Every record below should be printed exactly as given.

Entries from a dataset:

━━━━━━━━━━━━━━━━

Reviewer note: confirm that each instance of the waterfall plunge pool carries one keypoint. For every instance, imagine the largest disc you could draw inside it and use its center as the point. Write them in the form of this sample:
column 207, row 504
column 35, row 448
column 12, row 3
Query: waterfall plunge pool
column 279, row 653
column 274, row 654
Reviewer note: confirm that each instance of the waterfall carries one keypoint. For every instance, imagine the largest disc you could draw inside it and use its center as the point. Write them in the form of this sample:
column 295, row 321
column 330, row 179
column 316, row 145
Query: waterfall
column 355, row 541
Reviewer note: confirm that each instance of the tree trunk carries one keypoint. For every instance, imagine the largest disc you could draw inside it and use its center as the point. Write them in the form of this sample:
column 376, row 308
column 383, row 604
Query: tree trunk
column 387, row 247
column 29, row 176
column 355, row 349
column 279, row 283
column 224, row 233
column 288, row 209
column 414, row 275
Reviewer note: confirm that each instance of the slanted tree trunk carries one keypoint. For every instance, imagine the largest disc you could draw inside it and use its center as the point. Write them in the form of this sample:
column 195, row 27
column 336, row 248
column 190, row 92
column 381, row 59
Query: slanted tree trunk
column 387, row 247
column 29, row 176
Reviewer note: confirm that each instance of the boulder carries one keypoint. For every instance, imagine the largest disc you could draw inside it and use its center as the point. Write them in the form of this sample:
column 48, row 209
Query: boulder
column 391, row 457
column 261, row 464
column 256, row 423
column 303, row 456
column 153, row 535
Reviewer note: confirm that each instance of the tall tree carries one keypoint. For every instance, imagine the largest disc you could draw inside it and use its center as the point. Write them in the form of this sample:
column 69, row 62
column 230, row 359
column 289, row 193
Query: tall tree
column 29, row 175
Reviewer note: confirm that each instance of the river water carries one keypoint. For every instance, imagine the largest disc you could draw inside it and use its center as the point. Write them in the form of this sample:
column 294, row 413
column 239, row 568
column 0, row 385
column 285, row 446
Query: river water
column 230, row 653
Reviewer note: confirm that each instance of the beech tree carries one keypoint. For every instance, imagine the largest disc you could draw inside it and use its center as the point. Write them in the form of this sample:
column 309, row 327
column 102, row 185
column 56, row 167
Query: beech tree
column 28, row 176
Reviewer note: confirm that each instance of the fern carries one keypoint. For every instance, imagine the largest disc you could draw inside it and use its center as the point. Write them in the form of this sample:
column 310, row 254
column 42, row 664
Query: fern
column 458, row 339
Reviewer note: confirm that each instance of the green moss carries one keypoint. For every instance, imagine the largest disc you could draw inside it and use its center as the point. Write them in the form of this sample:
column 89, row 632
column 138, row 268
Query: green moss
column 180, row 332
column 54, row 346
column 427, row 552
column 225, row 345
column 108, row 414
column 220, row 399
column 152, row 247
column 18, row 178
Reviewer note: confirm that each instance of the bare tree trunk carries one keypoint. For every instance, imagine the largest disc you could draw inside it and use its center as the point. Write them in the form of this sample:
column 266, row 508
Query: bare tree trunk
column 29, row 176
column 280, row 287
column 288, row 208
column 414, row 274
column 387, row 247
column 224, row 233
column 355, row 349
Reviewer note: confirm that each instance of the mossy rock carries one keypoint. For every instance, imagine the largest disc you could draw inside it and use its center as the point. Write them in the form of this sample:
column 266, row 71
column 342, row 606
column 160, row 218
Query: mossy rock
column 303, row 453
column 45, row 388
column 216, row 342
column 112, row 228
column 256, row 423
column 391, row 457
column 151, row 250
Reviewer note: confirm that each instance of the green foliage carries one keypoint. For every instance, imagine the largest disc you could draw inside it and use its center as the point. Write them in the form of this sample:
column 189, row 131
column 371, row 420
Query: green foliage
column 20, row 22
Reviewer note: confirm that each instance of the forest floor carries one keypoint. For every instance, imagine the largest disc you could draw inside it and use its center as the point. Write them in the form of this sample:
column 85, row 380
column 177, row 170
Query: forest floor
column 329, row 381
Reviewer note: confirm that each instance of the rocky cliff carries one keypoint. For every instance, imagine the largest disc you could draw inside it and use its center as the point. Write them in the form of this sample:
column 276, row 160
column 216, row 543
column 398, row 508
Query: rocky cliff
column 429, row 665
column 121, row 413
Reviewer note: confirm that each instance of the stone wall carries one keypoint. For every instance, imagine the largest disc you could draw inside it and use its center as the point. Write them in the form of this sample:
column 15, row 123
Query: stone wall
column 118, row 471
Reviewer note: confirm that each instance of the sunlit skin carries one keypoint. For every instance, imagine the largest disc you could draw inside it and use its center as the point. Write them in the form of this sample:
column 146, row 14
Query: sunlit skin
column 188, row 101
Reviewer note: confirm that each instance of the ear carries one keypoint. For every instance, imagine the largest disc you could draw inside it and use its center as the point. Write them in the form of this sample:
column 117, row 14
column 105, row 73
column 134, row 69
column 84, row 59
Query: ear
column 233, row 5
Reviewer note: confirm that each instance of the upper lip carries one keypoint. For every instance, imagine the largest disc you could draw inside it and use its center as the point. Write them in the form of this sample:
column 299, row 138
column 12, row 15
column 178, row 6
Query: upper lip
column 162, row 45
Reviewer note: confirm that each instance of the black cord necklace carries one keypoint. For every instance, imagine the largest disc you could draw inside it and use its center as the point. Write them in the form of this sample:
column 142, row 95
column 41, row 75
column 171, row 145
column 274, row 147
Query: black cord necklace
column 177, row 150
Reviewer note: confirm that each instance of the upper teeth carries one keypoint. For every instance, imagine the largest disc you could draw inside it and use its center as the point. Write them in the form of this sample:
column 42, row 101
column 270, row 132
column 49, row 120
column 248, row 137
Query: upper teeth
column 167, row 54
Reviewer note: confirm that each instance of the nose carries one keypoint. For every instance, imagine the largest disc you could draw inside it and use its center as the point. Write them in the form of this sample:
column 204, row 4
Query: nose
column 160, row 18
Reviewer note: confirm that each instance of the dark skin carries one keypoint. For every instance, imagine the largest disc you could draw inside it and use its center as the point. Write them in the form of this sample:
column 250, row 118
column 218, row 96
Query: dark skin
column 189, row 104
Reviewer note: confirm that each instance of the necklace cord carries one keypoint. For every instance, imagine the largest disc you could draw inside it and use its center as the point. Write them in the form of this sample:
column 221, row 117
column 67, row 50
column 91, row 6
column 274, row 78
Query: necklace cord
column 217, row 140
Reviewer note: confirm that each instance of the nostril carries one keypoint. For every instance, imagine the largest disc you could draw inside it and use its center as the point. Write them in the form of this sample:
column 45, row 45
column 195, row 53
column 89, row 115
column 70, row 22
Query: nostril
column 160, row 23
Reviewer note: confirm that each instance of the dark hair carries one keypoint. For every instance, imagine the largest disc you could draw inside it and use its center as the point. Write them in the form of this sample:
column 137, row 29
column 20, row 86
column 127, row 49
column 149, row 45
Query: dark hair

━━━━━━━━━━━━━━━━

# Answer in full
Reviewer note: confirm that each instance of the waterfall plunge pool carries one keypoint. For every instance, imagine the largest disc you could draw inside it and use its center as the point. Write them in the form of this sample:
column 207, row 504
column 35, row 448
column 12, row 3
Query: waterfall plunge pool
column 279, row 653
column 274, row 654
Reviewer note: confirm that each instance of the waterfall carries one keypoint. For every instance, imagine the largest disc you could draw inside it and use its center as the point. Write them in the form of this sample:
column 295, row 321
column 330, row 179
column 316, row 145
Query: waterfall
column 355, row 541
Reviewer note: confirm that each instance of the tree trunk carries one keypoint. For every instance, imagine the largest disc you could draw inside it and use its center as the point. Write them in the form of this sample:
column 376, row 308
column 383, row 604
Query: tree trunk
column 387, row 247
column 29, row 176
column 355, row 349
column 279, row 283
column 224, row 233
column 288, row 209
column 414, row 275
Reviewer note: confirm that each instance of the slanted tree trunk carries one keypoint. For every instance, imagine the largest disc you could draw inside it and use its center as the point. Write them in the form of this sample:
column 195, row 27
column 336, row 248
column 190, row 92
column 381, row 59
Query: slanted tree trunk
column 387, row 247
column 29, row 176
Reviewer note: confirm that each instance of the boulder carries one keypoint. For every instance, imagine the largest disc you could draw inside it and use its center as the point. Write them in the form of this sample:
column 48, row 209
Query: boulder
column 391, row 457
column 261, row 464
column 256, row 423
column 303, row 456
column 153, row 535
Reviewer note: confirm that each instance of the tall tree carries one keypoint. For every instance, imagine the largest disc you could draw inside it and use its center as the point. Write them in the form of this sample:
column 69, row 62
column 230, row 359
column 289, row 193
Query: tall tree
column 29, row 175
Reviewer note: confirm that each instance of the river water carries one keypoint. For every instance, imagine the largest disc you could draw inside it and use its center as the point. Write them in the form of this sample:
column 294, row 413
column 239, row 568
column 0, row 385
column 285, row 446
Query: river water
column 230, row 653
Reviewer note: confirm that each instance of the beech tree carries one keypoint. For every instance, imagine the largest disc you could draw inside it and use its center as the point. Write them in the form of this sample:
column 309, row 327
column 102, row 185
column 56, row 167
Query: beech tree
column 28, row 176
Reviewer note: confirm that each instance of the fern carries one keypoint. For every instance, imagine the largest disc you could draw inside it and use its center as the point. Write them in the form of this sample:
column 310, row 254
column 42, row 664
Query: fern
column 458, row 339
Reviewer note: confirm that each instance of the green moss carries one keypoint. For every instance, imagine the largest disc you could draw inside it and use its center as the point. Write them in the form of this sample:
column 89, row 632
column 138, row 268
Query: green moss
column 180, row 332
column 54, row 346
column 427, row 552
column 225, row 345
column 108, row 414
column 220, row 399
column 152, row 247
column 18, row 178
Reviewer note: confirm that each instance of the bare tree trunk carries one keypoint. For every instance, imagine the largest disc you could draw inside it and use its center as the point. Write them in the form of this sample:
column 266, row 508
Query: bare tree trunk
column 29, row 176
column 280, row 287
column 288, row 208
column 414, row 274
column 387, row 247
column 224, row 233
column 355, row 349
Reviewer note: confirm that each instance of the mossy rock carries one keypoint. For every instance, imagine the largest disc you could draw inside it and use its center as the point. Write them in the form of this sample:
column 266, row 71
column 342, row 606
column 160, row 218
Query: mossy rock
column 303, row 453
column 45, row 388
column 216, row 342
column 112, row 228
column 256, row 423
column 391, row 457
column 151, row 250
Reviewer note: confirm that each instance of the green foliage carries one keypoint. For every instance, imagine the largest disc you could draw inside it and use its center as the point. Write them in the form of this sample:
column 189, row 131
column 371, row 420
Query: green foliage
column 20, row 22
Reviewer note: confirm that each instance of the forest floor carries one keypoint. For every instance, imagine the largest disc you could draw inside it and use its center as the point. Write them in the form of this sample:
column 85, row 380
column 177, row 170
Query: forest floor
column 329, row 381
Reviewer note: confirm that each instance of the rocky cliff carries one keypoint. For every instance, imagine the largest disc you could draw inside it and use its center as the point. Write them in the form of this sample:
column 276, row 160
column 216, row 543
column 398, row 508
Query: rocky cliff
column 429, row 665
column 121, row 413
Reviewer note: confirm that each instance of the stone wall carries one keypoint. For every instance, imagine the largest disc you could draw inside it and use its center as the point. Write them in the form of this sample:
column 15, row 123
Query: stone wall
column 118, row 471
Reviewer note: confirm that each instance of the sunlit skin carries one keypoint. For every instance, imagine the largest disc you could draw inside it and use its center as the point. Write them in the form of this sample:
column 146, row 14
Query: sunlit skin
column 188, row 101
Reviewer note: confirm that each instance of the ear carries one keypoint. For every instance, imagine the largest disc you could draw inside it and use its center as the point. Write them in the form of this sample:
column 117, row 14
column 105, row 73
column 134, row 69
column 84, row 59
Query: ear
column 233, row 5
Reviewer note: confirm that each instance of the upper lip carries one keypoint. For every instance, imagine the largest disc you could draw inside it and use its center as the point. Write them in the form of this sample:
column 299, row 138
column 12, row 15
column 178, row 6
Query: upper lip
column 162, row 45
Reviewer note: confirm that each instance of the black cord necklace carries one keypoint. For every instance, imagine the largest disc you could draw inside it and use its center as the point. Write them in the form of this sample:
column 142, row 95
column 41, row 75
column 171, row 145
column 274, row 147
Query: black cord necklace
column 177, row 150
Reviewer note: confirm that each instance of the upper teeth carries one keypoint. For every instance, imagine the largest disc you could draw inside it and use its center as the point. Write them in the form of this sample:
column 42, row 101
column 270, row 132
column 49, row 120
column 248, row 137
Query: upper teeth
column 167, row 54
Reviewer note: confirm that each instance of the nose carries one keypoint. For every instance, imagine the largest disc you could draw inside it and use its center as the point. Write them in the form of this sample:
column 204, row 4
Query: nose
column 160, row 18
Reviewer note: confirm that each instance of the dark skin carries one keypoint. For every instance, imagine the largest disc you could draw inside it and use its center as the point. Write them in the form of this sample:
column 250, row 118
column 218, row 96
Query: dark skin
column 189, row 104
Reviewer note: confirm that each instance of the necklace cord carries one keypoint. For every instance, imagine the largest disc you could draw inside it and use its center as the point. Write them in the form of this sample:
column 221, row 117
column 67, row 50
column 91, row 6
column 274, row 78
Query: necklace cord
column 217, row 140
Reviewer note: confirm that each instance of the nostril carries one keypoint. For every instance, imagine the largest disc you could draw inside it and use its center as the point. Write them in the form of this sample:
column 45, row 45
column 195, row 53
column 89, row 115
column 70, row 22
Query: nostril
column 160, row 23
Reviewer note: confirm that each instance of the dark hair carries one keypoint. For every instance, imagine the largest disc you could draw inside it and use its center as the point. Write them in the form of this sample:
column 137, row 29
column 20, row 86
column 127, row 49
column 149, row 45
Query: dark hair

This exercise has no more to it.